▸ Lesetext
════════════════════

Diesbar-Seußlitz. Die Idee, in Diesbar-Seußlitz eine Weinkönigin zu wählen, entsteht aus einer Weinlaune heraus. Wie könnte das in dem kleinen Winzerort an der Elbe auch anders sein. „Da kam im Dorfklub, der damals für die Kulturarbeit zuständig war, der Gedanke auf: Wir brauchen eine Weinkönigin“, erinnert sich Gudrun Reichardt an das Jahr 1968. Sie selbst ist damals gerade 30, als man das Jubiläum „700 Jahre Weinbau in Diesbar-Seußlitz“ mit Ausstellungen, Festumzug und großer Weinprobe plant. Diesbar-Seußlitz ist laut Chronik die erste Gemeinde in der DDR, die nach dem Zweiten Weltkrieg eine eigene Ortsweinkönigin krönen will. „Da kam erst einmal die Diskussion auf, ob wir das überhaupt dürfen“, sagt Gudrun Reichardt lachend. Die Diesbar-Seußlitzer dürfen. Und obwohl das Jubiläum irrtümlicherweise vier Jahre zu früh gefeiert wird, wie sich im Nachhinein herausstellt, hat der Ort die eigene Königin bis heute behalten.

Seit 50 Jahren wird in Diesbar-Seußlitz alle zwei bis drei Jahre eine Ortsweinkönigin gekrönt – 22 sind es bislang gewesen. Bis heute gibt es im Freistaat neben der sächsischen Weinkönigin nur diese eine Ortsweinkönigin. Und auch deutschlandweit ist es eher üblich, neben den insgesamt 13 Gebietsweinköniginnen lediglich Weinprinzessinnen zu wählen, heißt es vom Weinbauverband.

Der Königinnen-Titel klinge aber auch nach mehr, als er eigentlich ist, sagt Gudrun Reichardt, die 1968 bis 1971 erste Repräsentantin des Winzerdorfes war. „Man hat mich gefragt. Und ich habe erst gedacht, das bedeutet viel mehr Arbeit für mich“, so die heute 80-Jährige. Aber das Amt bringe vor allem repräsentative Pflichten auf den wenigen großen Festen im Ort mit sich. Wie der großen Weinprobe zum Beispiel. Das sei für sie gut zu händeln gewesen, sagt Gudrun Reichardt. Hauptberuflich arbeitete sie damals im Büro, im Nebenerwerb als Winzerin. Gudrun Reichardt, deren Großvater als einer der ersten veredelte Reben nach Sachsen brachte, sind Traditionen wichtig. Auf den 17 Terrassenbergen der Familie wachsen bis heute die für Sachsen typischen Sorten wie Goldriesling, Traminer und – ihr Lieblingswein – der Weißburgunder. Auch mit 80 hilft sie noch beim Schneiden der Reben oder beim Binden mit. „Wenn nur die Treppen nicht wären“, sagt Gudrun Reichardt, die seit 1970 auch die Weinbaugemeinschaft Diesbar-Seußlitz als Vorsitzende prägte. Ganze 30 Jahre lang. Trotzdem bleibt Zeit für ein Hobby. Denn noch eine andere Diesbar-Seußlitzer Tradition ist ihr wichtig: der Winzerinnenchor.

════════════════════

▸ Datenauszug

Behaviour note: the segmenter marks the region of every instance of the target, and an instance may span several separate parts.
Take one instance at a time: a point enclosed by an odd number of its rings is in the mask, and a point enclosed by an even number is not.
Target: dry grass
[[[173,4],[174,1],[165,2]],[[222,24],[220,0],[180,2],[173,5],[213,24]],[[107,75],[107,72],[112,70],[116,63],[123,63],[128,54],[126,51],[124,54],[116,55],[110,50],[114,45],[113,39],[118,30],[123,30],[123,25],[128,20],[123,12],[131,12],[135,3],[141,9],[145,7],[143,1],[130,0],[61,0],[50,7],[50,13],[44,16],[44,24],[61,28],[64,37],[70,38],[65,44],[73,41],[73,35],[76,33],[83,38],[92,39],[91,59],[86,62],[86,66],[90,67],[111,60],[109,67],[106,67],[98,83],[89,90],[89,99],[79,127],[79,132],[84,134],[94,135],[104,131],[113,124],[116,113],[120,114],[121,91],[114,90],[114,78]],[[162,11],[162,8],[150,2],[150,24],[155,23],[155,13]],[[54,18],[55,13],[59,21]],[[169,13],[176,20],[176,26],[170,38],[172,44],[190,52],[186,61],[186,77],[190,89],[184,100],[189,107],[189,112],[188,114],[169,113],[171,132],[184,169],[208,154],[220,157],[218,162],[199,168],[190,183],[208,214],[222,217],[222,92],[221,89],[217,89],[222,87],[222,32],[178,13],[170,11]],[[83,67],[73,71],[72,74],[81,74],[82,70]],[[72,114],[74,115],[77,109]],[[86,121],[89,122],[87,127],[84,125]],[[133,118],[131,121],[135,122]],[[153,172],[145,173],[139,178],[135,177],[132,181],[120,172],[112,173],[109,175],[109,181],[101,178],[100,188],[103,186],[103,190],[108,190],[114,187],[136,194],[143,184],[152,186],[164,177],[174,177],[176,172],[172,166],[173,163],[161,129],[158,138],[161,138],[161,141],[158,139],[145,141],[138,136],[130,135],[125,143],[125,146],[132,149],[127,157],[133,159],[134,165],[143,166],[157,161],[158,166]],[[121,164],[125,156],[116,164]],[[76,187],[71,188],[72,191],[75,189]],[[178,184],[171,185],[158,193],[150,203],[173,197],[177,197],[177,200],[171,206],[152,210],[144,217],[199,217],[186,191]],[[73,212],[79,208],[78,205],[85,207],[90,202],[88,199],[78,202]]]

════════════════════

▸ Aufgaben
(A) Wie viele Gebietsweinköniginnen gibt es laut dem Lesetext über die Weinkönigin von Diesbar-Seußlitz deutschlandweit insgesamt?
(B) Geben Sie den Lesetext über die Weinkönigin von Diesbar-Seußlitz von „Seit 50 Jahren wird“ bis „es vom Weinbauverband.“ erneut wieder und tauschen Sie dabei „Freistaat“ gegen „Bundesland“ aus.
(C) Greifen Sie den Lesetext über die Weinkönigin von Diesbar-Seußlitz dort auf, wo er endet, und führen Sie ihn weiter.

▸ Antworten
(A) Deutschlandweit gibt es insgesamt 13 Gebietsweinköniginnen.

(B)
Seit 50 Jahren wird in Diesbar-Seußlitz alle zwei bis drei Jahre eine Ortsweinkönigin gekrönt – 22 sind es bislang gewesen. Bis heute gibt es im Bundesland neben der sächsischen Weinkönigin nur diese eine Ortsweinkönigin. Und auch deutschlandweit ist es eher üblich, neben den insgesamt 13 Gebietsweinköniginnen lediglich Weinprinzessinnen zu wählen, heißt es vom Weinbauverband.

(C)
Erstes Treffen der Weinhoheiten

Seit Ende der 1980er singen darin viele der Diesbar-Seußlitzer Weinköniginnen mit, unzählige Lieder über den Wein und die Region entstehen. „Wir singen vor allem lustige und gesellige Stücke. Doch mittlerweile bin ich die letzte verbliebene Weinkönigin im Chor – und so gut singe ich auch nicht mehr“, sagt Gudrun Reichardt. Zum Treffen der Ortsweinköniginnen am vergangenen Sonntag im Haus des Gastes in Diesbar-Seußlitz ist der Auftritt des Chores trotzdem mehr als passend. – Es ist das erste Treffen der bisherigen Königinnen überhaupt, das von Weinbauverband Diesbar-Seußlitz und Tourismusverein Elbweindörfer anlässlich des Jubiläums organisiert wird.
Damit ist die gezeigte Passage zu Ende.